▸ **Exercise prompt**:
Repeat exactly every line that comes at or after the line containing "The component shall identify every instance of the wooden bridge", through the end of the entries below.

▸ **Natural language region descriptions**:

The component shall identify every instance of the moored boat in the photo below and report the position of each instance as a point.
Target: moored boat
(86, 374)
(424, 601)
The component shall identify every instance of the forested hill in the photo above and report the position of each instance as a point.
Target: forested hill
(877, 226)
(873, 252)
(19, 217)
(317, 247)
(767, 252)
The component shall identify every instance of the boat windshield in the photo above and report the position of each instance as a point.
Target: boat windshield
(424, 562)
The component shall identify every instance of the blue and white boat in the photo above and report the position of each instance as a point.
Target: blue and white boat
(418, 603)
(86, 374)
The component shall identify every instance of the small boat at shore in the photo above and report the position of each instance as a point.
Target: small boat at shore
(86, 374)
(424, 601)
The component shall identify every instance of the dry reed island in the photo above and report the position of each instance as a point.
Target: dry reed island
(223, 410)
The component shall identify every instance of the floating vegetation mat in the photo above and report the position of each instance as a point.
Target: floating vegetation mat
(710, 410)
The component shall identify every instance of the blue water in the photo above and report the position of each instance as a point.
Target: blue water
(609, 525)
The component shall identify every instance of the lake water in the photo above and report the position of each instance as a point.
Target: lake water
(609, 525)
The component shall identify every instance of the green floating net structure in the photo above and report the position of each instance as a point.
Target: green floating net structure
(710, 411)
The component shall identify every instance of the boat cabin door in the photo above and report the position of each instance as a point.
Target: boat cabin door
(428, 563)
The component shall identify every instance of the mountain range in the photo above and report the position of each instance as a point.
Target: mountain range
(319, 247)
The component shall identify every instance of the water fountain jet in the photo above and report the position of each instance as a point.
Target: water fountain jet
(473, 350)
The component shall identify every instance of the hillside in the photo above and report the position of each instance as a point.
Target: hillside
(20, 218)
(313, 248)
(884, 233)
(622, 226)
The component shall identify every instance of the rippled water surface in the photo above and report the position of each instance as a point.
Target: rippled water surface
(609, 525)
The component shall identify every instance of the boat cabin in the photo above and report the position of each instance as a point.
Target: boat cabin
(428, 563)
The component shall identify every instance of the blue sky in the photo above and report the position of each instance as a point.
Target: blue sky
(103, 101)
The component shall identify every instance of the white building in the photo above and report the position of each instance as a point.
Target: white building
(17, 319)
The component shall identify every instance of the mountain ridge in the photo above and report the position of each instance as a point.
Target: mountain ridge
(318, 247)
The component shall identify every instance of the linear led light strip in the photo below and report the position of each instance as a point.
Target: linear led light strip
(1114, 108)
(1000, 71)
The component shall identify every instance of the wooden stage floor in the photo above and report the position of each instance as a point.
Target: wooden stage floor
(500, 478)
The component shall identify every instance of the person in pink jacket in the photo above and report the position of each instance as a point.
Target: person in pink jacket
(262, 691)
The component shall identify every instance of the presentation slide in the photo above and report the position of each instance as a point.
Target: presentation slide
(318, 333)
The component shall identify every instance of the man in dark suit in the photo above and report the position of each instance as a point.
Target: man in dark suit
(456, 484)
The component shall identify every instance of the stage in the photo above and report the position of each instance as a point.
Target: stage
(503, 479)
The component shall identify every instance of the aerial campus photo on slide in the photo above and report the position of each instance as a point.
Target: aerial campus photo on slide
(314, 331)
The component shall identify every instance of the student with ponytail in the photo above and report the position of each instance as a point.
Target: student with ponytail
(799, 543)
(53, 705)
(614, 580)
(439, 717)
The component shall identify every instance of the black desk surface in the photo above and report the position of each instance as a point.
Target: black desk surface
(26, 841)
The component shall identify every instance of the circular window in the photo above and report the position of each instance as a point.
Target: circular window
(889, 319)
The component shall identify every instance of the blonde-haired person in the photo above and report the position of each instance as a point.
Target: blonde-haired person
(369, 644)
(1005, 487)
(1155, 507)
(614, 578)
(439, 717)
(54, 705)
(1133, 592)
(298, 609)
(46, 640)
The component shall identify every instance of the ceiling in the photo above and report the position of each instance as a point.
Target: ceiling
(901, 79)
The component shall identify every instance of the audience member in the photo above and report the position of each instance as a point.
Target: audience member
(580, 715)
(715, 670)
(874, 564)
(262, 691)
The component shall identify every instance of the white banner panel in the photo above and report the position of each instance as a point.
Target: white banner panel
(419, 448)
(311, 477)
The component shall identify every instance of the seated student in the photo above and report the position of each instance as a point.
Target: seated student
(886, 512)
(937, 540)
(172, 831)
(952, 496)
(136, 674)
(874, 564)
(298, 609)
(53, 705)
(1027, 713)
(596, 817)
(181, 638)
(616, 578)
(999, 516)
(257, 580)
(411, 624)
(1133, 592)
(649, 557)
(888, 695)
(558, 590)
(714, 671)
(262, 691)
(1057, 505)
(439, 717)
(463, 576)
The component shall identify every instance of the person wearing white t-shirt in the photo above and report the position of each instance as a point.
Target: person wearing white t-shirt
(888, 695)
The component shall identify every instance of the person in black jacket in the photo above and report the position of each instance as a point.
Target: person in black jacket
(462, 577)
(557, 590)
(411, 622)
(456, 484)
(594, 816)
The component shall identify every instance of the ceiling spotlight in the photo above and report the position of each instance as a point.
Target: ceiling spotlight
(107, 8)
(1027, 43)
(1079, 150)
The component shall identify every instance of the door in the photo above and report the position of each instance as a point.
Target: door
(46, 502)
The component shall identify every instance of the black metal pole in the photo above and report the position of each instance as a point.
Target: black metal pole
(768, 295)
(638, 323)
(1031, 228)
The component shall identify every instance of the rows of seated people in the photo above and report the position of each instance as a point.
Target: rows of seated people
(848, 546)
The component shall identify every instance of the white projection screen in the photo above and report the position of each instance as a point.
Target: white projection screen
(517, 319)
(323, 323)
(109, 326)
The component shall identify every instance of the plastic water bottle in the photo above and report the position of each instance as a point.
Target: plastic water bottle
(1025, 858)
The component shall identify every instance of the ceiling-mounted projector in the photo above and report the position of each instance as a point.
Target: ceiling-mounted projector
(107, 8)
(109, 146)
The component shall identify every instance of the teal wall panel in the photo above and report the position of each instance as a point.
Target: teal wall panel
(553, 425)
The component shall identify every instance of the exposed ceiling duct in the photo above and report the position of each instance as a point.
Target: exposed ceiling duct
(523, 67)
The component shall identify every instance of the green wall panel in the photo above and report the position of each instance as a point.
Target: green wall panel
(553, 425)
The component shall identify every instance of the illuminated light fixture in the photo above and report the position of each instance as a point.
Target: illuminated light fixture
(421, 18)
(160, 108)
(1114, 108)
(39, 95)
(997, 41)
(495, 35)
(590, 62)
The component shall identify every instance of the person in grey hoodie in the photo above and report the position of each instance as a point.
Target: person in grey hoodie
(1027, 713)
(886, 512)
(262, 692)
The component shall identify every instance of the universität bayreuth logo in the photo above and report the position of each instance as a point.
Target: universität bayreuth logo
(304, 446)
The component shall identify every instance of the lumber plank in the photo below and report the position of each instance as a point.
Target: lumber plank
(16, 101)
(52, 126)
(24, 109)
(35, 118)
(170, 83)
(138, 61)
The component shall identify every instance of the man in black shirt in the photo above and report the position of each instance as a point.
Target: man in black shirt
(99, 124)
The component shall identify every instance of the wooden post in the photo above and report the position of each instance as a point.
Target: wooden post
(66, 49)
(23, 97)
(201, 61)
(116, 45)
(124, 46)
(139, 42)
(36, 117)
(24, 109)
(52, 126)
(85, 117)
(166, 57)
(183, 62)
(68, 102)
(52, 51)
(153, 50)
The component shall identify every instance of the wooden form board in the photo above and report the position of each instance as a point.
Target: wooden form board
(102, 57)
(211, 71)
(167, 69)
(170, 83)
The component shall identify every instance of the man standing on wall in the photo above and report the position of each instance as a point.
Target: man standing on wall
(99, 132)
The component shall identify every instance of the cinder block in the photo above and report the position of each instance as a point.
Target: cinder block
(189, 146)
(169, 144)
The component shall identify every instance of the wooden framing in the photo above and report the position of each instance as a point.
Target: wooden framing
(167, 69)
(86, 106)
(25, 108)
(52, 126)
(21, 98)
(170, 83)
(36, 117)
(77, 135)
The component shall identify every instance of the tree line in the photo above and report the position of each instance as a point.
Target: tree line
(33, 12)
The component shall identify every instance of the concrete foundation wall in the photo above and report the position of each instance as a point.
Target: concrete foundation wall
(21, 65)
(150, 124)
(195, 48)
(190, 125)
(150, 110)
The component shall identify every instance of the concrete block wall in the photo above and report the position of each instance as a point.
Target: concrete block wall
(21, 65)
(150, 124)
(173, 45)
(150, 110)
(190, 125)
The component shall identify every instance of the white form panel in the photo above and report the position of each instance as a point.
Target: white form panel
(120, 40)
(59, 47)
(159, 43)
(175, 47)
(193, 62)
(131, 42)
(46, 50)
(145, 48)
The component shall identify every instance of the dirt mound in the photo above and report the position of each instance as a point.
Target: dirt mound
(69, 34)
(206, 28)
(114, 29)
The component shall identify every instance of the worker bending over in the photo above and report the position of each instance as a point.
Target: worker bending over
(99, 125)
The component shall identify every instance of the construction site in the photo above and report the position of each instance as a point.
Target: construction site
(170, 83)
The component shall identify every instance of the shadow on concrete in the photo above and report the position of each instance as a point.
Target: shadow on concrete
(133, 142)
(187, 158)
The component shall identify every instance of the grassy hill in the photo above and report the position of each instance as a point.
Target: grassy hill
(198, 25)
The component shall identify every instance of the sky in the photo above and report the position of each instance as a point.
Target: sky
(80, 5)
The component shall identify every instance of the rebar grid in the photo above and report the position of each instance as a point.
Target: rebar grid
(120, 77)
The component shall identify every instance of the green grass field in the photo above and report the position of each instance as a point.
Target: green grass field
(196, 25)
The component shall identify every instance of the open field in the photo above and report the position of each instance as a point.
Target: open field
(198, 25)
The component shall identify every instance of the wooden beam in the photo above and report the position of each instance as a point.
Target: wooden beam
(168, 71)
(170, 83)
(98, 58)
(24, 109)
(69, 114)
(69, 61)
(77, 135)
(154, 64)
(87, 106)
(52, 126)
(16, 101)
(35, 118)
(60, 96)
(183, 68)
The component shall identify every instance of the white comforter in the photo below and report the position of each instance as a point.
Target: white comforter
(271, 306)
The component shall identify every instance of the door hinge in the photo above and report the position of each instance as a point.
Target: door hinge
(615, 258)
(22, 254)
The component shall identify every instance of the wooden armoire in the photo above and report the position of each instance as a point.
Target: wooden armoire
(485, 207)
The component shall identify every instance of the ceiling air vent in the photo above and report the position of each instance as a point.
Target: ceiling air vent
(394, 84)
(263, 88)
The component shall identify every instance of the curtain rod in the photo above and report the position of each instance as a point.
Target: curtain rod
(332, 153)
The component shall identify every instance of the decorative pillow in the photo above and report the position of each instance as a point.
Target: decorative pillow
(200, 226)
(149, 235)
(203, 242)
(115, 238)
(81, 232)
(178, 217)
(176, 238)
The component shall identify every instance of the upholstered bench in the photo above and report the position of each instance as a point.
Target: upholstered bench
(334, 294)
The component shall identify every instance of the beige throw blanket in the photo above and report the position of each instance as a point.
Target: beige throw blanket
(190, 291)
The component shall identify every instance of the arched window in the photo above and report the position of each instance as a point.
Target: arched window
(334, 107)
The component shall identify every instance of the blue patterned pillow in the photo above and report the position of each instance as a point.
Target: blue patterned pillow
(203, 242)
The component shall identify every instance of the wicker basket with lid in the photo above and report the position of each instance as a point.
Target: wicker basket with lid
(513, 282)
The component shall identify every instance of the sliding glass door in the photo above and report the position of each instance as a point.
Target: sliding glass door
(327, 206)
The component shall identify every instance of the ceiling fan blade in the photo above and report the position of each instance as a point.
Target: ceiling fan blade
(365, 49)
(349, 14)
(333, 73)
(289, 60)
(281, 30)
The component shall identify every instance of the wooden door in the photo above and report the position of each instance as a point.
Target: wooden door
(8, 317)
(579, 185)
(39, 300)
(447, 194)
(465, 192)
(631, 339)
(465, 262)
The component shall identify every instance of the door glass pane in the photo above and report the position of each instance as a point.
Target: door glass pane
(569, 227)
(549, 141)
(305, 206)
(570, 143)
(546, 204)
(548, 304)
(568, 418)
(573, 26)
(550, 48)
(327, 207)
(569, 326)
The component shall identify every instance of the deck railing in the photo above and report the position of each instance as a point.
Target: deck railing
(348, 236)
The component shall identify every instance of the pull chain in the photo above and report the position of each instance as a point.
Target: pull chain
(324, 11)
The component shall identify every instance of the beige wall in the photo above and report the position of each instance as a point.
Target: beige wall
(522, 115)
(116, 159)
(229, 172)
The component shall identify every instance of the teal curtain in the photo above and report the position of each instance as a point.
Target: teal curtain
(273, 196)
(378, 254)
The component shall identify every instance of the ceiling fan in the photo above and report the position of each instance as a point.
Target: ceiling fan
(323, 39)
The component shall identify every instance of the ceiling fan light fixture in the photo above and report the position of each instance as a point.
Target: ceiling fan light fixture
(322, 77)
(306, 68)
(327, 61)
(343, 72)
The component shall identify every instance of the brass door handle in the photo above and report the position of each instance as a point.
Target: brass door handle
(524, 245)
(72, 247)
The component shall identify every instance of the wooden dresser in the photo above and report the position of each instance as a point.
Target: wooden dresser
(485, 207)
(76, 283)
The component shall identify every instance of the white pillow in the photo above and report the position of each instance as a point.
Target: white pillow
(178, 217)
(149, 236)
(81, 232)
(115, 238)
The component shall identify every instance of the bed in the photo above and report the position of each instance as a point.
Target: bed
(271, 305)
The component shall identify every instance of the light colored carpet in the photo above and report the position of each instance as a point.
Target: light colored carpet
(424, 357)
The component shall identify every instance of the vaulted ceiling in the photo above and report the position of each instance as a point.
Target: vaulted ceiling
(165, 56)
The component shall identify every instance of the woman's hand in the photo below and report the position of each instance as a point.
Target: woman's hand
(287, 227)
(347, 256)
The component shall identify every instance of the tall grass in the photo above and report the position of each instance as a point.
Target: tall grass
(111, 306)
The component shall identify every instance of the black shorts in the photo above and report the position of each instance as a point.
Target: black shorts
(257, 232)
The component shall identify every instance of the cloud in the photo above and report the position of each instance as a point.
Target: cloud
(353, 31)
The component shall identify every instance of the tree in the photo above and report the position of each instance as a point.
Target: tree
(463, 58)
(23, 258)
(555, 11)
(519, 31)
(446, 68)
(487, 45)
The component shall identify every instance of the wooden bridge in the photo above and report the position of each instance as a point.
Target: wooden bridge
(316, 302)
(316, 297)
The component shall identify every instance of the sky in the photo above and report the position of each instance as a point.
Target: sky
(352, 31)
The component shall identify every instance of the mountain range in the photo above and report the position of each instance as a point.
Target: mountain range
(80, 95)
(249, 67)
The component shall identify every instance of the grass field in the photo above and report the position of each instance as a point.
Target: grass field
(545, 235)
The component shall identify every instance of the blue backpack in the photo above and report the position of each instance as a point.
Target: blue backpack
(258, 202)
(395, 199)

▸ **Answer to this task**:
The component shall identify every instance of the wooden bridge in the photo above and report the position of each instance as a point.
Target: wooden bridge
(316, 302)
(316, 297)
The component shall identify every instance of the sky in the photo above and report the position of each instance as a point.
Target: sky
(352, 31)
The component shall identify every instance of the mountain range in the photo above and report the position of each instance as a point.
Target: mountain range
(80, 95)
(249, 67)
The component shall identify every instance of the grass field in the photo above and report the position of each instance as a point.
Target: grass field
(545, 235)
The component shall identify every instance of the blue backpack in the photo above and report the position of each instance as a point.
Target: blue backpack
(258, 202)
(395, 199)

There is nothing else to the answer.